Brano originale

Tikrit – Le forze unite di Iran ed Iraq contro i terroristi dell’ISIL
Aspri combattimenti sono scoppiati per la città irachena di Tiqrit, a nord di Baghdad, meglio nota quale città natale di Saddam Husayn e considerata cuore del passato regime baathista. Le forze governative irachene hanno lanciato una operazione per riconquistare la città ai militanti dello Stato Islamico. Tale sviluppo estremamente importante ha tre dimensioni. In primo luogo, naturalmente, se le operazioni hanno successo, saranno un duro colpo per lo Stato Islamico.
Tiqrit non è solo un grande premio, ma il governo iracheno porterà la guerra nel territorio dello SI. Molto probabilmente, il prossimo obiettivo sarà Mosul, nel Kurdistan iracheno, dove il drammatico balzo dello SI si manifestò lo scorso giugno. Si è tentati di supporre che lo SI affronti a breve la prospettiva dell’estinzione militare.

Materiale fornito
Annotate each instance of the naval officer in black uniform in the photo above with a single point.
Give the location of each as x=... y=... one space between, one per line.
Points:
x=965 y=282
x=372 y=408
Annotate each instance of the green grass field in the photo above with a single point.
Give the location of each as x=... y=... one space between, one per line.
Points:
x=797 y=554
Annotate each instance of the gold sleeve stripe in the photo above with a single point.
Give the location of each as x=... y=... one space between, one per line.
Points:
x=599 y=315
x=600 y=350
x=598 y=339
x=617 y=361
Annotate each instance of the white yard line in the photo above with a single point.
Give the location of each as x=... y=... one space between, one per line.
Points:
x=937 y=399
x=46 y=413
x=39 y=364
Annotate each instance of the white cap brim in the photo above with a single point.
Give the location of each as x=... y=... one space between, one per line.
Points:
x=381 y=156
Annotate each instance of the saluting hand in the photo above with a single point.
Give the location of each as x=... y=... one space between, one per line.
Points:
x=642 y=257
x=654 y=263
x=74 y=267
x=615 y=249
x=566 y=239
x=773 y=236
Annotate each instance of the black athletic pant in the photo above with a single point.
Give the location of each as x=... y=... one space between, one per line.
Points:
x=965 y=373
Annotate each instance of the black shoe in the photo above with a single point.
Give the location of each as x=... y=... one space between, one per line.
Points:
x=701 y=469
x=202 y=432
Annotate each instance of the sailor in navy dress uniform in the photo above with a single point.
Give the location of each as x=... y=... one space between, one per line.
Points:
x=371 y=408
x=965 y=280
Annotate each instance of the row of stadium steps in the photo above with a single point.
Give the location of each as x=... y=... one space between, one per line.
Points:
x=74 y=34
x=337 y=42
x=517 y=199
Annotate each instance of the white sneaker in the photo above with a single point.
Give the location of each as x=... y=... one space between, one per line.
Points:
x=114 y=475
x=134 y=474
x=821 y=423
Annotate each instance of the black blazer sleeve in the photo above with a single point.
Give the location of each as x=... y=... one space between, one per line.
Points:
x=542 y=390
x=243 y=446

Obiettivo
Traduci in inglese questa frase del brano su Tikrit: «Le forze governative irachene hanno lanciato una operazione per riconquistare la città ai militanti dello Stato Islamico.» I record provengono da una fonte diversa.

Risposta
Iraqi government forces have launched an operation to retake the city from the militants of the Islamic State.